··· Texte fourni ···
Difficile d'attaquer ce billet pas mes voeux... putain, c'est terrible mes enfants, qu'est-ce qui s'est passé bon Dieu ? Mercredi dernier, je devais attaquer mon premier petit texte de l'année pour ce blog. Mon I-pod, posé sur la table à côté de moi, s'allume une fois en silence. Puis, à nouveau, l'écran s'illumine d'une nouvelle notification. Une autre la suit, et encore une autre. L'appareil se retrouve bientôt à clignoter en rafale bêtement, criblé d'informations fusant de toutes parts du flux continu du net. Pas besoin de vous le rappeler, vous savez tous ce qui s'est passé.

 

J'ai passé cette journée totalement anesthésié comme sous l'effet d'une énorme mandale. J'ai judicieusement choisi de déserter mon cours de boxe et l'expérience physique de ce traumatisme pour aller marcher avec une foule immense puis célébrer la mémoire des anars innofensifs tombés sous les balles de fascistes qui rêvaient d'être spirituels en dégommants quelques bières en bonne compagnie. Et là... on s'est surpris à bien rigoler... La gorge un peu serrée parfois, mais on a rit. On a ressorti nos vannes préférées lues au fil des années, ironisé sur les déclarations « prophétiques » de Charb qui « préférait crever tout de suite » ou « mourir debout que vivre à genoux » et même franchement rit en réalisant le jeu de mot que créait l'usage du terme « prophétique ».
··· Lignes de données ···
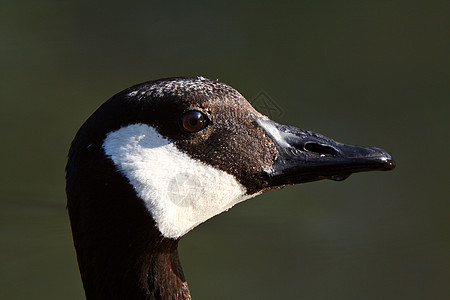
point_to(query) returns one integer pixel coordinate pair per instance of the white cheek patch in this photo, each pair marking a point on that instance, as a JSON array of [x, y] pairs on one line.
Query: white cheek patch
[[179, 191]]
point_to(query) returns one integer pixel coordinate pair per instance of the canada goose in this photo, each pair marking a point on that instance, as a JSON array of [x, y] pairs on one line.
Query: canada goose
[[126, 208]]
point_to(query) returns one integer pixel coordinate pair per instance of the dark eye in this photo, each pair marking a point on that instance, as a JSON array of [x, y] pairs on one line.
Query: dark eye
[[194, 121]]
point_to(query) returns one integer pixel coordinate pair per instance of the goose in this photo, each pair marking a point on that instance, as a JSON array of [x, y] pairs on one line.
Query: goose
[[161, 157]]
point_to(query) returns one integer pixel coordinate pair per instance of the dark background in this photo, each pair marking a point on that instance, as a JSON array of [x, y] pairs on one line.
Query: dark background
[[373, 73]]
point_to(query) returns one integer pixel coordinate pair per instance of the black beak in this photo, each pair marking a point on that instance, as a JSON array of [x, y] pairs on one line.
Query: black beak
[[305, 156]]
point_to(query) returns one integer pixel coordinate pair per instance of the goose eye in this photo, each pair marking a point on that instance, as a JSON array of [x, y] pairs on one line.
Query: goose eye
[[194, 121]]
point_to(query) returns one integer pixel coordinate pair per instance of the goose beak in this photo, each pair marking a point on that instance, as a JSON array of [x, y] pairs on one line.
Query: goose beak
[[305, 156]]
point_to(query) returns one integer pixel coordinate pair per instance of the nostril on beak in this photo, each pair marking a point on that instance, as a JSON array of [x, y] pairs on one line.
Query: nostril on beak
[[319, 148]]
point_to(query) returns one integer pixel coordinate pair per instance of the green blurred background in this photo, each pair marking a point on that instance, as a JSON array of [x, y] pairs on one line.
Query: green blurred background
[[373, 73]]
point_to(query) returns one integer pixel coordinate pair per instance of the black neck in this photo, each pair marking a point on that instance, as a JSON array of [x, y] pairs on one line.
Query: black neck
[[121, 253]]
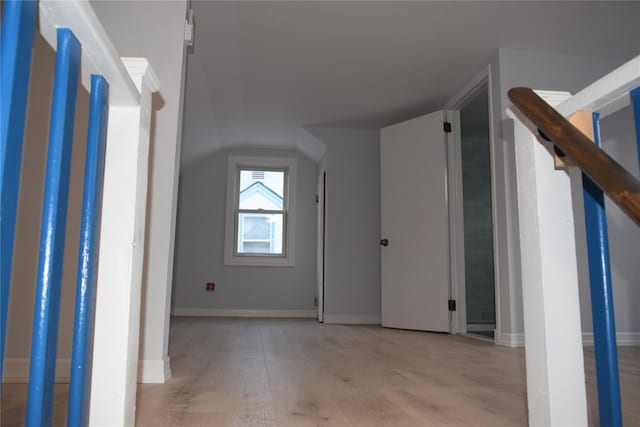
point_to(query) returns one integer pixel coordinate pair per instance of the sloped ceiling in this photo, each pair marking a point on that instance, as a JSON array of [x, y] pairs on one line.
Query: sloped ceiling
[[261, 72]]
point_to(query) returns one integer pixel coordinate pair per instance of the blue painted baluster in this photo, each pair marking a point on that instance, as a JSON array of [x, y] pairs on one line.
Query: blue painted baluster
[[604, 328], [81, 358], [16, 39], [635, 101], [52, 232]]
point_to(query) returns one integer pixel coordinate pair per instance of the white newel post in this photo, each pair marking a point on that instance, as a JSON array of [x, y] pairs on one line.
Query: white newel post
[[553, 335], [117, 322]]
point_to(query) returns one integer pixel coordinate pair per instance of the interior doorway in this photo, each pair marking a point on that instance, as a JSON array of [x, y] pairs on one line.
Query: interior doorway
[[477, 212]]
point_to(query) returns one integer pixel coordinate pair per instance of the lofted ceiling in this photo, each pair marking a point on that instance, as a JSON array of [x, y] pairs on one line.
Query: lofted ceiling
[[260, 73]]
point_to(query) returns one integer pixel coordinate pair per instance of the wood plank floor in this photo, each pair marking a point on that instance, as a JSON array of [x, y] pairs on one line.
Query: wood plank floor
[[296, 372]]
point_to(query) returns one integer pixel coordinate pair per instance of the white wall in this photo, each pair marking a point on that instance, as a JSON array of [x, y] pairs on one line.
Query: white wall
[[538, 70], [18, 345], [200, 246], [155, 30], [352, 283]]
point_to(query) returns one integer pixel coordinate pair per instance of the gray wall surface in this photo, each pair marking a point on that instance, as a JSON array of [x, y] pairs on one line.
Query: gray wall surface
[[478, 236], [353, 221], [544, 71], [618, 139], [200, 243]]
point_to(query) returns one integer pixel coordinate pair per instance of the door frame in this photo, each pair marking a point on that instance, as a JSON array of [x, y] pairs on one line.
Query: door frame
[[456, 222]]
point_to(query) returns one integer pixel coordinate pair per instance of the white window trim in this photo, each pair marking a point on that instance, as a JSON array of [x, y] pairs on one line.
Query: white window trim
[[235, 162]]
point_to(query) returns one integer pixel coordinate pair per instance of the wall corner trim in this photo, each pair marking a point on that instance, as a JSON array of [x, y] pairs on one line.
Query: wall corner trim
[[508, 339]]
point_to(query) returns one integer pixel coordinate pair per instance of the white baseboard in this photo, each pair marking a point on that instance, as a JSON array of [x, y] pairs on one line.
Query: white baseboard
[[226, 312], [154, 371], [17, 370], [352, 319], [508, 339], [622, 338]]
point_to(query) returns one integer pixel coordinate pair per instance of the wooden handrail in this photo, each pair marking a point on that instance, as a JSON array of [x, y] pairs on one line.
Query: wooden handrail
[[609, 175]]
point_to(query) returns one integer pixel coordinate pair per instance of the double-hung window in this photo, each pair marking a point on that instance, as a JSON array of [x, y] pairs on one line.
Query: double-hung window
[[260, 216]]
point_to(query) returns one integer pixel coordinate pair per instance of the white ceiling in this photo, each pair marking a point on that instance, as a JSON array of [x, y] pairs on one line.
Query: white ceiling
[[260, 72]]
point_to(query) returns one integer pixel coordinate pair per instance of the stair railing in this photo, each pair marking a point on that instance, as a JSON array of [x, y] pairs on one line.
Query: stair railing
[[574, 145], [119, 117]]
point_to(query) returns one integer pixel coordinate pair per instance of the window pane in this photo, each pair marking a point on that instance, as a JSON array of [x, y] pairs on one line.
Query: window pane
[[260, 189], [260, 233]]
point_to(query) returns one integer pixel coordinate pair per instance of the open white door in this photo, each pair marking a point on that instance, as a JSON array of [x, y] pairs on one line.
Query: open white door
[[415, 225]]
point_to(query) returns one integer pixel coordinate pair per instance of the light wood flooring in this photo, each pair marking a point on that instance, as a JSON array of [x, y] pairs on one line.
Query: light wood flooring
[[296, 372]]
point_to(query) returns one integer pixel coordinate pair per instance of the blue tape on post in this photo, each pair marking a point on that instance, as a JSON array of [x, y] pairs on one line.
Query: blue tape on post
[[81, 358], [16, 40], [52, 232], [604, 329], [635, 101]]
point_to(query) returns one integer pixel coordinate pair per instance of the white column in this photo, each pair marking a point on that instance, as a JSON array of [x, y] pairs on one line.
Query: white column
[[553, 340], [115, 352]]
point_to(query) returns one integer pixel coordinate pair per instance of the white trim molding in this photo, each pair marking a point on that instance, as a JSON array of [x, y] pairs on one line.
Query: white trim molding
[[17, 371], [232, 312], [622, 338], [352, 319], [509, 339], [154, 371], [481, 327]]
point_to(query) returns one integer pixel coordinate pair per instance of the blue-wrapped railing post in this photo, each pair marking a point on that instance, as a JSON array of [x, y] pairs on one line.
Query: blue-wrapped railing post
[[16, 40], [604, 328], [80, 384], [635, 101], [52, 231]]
···
* **Consigne**: Pour chacune des affirmations suivantes, indiquez si elle concorde avec le texte fourni. Répondez par oui ou par non et citez les mots décisifs du texte. (a) L'I-pod se trouvait sur la table, à côté de l'auteur du billet. (b) Ce jour-là, l'auteur du billet s'est rendu à son cours de boxe. (c) Lors de la soirée passée à boire des bières, personne n'a ri.

* **Réponse attendue**:
(a) Oui : « Mon I-pod, posé sur la table à côté de moi ».
(b) Non : « J'ai judicieusement choisi de déserter mon cours de boxe ».
(c) Non : « on s'est surpris à bien rigoler ».